** Task brief **
Go through the material line by line and copy each one with the word "mountain".

** Data for this task **

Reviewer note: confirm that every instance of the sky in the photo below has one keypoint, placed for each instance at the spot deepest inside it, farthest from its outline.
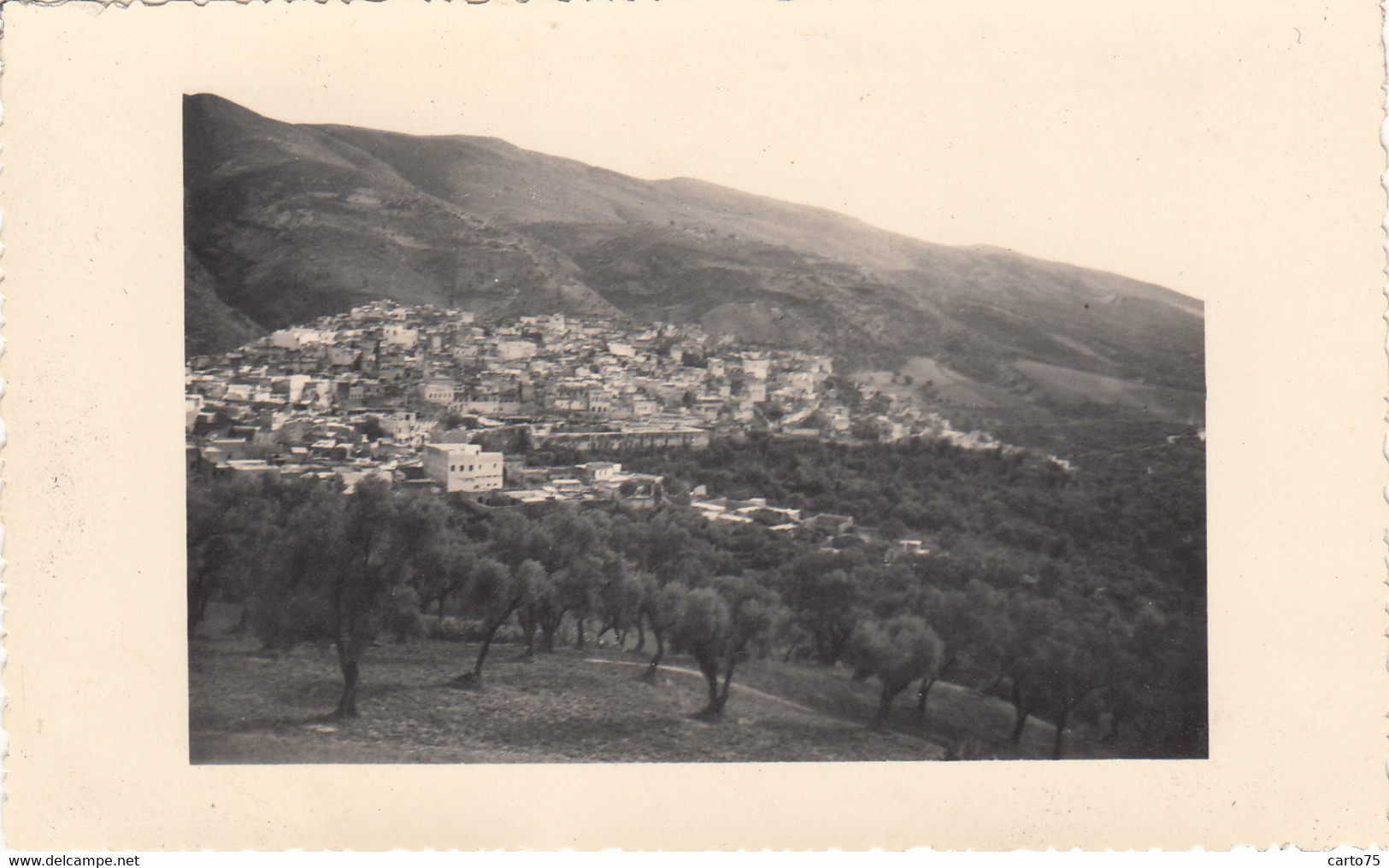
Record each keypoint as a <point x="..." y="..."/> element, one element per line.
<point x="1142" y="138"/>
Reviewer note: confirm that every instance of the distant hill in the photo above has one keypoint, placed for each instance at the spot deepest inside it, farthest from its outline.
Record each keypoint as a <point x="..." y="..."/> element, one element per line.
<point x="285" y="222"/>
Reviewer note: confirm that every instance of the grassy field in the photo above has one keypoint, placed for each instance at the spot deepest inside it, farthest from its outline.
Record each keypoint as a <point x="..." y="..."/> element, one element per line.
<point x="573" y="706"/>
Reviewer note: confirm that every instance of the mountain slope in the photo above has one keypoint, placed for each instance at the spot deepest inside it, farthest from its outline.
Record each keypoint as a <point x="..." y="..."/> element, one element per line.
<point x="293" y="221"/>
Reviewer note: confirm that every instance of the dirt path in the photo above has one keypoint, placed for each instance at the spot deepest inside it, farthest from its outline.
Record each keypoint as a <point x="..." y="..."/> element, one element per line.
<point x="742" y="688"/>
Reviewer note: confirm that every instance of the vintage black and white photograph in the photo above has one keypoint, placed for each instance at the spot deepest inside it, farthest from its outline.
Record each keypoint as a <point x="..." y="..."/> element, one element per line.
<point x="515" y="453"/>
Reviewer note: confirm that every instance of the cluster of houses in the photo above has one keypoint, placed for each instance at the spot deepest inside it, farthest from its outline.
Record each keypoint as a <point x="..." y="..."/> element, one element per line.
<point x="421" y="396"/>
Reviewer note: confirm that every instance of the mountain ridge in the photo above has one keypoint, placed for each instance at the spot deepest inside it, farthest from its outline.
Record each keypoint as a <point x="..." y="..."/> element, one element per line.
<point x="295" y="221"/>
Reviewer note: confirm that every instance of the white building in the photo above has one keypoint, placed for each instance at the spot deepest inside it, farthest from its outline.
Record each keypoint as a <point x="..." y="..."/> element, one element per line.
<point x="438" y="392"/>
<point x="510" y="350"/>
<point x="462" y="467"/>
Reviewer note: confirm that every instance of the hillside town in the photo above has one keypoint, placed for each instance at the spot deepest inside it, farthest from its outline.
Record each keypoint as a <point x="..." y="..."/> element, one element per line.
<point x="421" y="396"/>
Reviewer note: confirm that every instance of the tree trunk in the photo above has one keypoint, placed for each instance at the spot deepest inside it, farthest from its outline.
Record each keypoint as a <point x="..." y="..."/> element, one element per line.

** Answer space **
Reviewer note: confirm that every instance of the mountain slope in the photo above has one keypoint, placed for each instance at the spot deepest inside it, farthest from its outline.
Reviewer note: confirm that every instance of the mountain ridge in the photo above has one keypoint, placed for each instance at the spot deepest inside it, farthest from its outline.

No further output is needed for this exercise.